## start Entries provided

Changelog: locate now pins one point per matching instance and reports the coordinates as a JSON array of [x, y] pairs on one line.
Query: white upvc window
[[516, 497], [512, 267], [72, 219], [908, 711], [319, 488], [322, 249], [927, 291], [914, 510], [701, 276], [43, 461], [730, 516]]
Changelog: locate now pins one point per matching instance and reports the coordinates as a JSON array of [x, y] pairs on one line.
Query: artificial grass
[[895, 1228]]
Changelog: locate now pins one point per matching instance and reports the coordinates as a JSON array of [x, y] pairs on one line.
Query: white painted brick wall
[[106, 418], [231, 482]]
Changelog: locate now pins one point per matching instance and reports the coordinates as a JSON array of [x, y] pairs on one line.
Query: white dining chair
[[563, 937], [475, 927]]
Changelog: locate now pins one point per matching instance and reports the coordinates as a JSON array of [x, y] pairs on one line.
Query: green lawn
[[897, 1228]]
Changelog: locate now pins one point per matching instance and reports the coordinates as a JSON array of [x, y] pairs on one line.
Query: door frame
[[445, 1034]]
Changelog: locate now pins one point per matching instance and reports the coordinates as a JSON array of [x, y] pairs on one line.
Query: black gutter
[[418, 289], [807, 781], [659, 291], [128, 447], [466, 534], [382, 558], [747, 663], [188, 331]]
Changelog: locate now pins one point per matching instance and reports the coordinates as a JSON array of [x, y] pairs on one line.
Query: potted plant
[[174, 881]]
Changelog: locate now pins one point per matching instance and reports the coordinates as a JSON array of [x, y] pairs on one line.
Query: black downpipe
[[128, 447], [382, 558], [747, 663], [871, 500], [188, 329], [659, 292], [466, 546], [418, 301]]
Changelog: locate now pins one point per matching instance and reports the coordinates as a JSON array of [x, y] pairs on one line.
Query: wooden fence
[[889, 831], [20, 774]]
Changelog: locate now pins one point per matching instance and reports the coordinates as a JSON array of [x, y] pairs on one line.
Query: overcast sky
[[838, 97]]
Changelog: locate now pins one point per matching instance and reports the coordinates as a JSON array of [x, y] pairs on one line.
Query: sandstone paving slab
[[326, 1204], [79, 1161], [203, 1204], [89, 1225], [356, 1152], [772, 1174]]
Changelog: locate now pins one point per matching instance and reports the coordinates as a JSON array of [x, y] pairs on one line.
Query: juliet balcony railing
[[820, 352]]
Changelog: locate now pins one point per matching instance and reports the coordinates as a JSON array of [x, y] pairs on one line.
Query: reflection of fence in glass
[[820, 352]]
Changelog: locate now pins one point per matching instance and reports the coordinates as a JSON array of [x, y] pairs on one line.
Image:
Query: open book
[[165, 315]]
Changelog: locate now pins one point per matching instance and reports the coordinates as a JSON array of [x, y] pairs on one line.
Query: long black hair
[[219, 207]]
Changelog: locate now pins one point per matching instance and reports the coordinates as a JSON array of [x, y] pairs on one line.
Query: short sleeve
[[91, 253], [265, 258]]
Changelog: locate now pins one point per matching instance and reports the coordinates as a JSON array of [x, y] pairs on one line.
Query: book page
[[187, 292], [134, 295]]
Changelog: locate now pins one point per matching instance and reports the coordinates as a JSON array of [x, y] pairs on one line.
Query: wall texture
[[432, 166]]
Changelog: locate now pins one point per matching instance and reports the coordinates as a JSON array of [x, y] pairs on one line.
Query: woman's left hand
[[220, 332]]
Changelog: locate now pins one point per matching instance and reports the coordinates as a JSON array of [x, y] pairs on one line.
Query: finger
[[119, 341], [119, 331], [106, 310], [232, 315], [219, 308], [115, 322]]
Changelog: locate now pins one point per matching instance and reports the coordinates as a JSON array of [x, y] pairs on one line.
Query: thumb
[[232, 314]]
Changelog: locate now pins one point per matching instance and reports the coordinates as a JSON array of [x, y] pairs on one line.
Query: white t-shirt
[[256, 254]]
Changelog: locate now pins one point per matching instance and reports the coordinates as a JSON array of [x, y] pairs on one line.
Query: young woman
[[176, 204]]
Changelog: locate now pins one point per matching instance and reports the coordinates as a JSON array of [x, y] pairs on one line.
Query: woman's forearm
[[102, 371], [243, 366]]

## end Entries provided

- Stated task
Copy out the lines from the first one through the line containing "[[895, 1228]]", inclusive, swapping "artificial grass" for "synthetic turf" and changing nothing else.

- Worked answer
Changelog: locate now pins one point per matching instance and reports the coordinates as a JSON array of [x, y] pairs on one line.
Query: white upvc window
[[516, 497], [512, 267], [72, 219], [908, 711], [319, 488], [322, 249], [927, 291], [914, 510], [701, 276], [43, 461], [730, 516]]
Changelog: locate now pins one point per matching instance and reports the coordinates as a JSON array of [x, y] pairs on one line.
Query: synthetic turf
[[895, 1228]]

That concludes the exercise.